(Beginning of Extracted records)
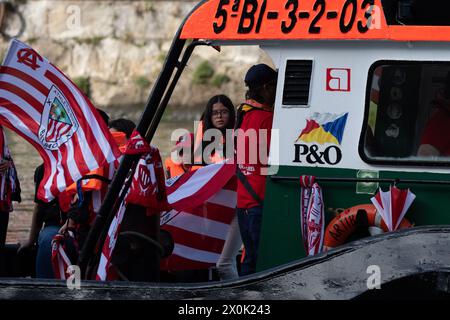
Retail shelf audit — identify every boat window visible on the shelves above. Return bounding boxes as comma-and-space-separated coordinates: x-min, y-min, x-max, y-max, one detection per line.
360, 61, 450, 166
282, 60, 313, 108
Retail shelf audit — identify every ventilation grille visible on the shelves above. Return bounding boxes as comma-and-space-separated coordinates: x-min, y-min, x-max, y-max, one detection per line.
282, 60, 313, 106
(End of Extracted records)
Without including any pictures, reproduce the data exactly.

● **Answer**
Retail shelf audit — identify every boat window visible on the shelves above. Return bounding boxes as comma-and-space-separated coordinates: x-min, y-min, x-max, y-max, one detection per line.
360, 61, 450, 166
282, 60, 313, 108
Retail shelf audit — identify every ventilation grille visible on the shelves above. Return bounding boxes as comma-and-space-separated coordinates: x-min, y-min, x-max, y-max, one detection per line.
282, 60, 313, 106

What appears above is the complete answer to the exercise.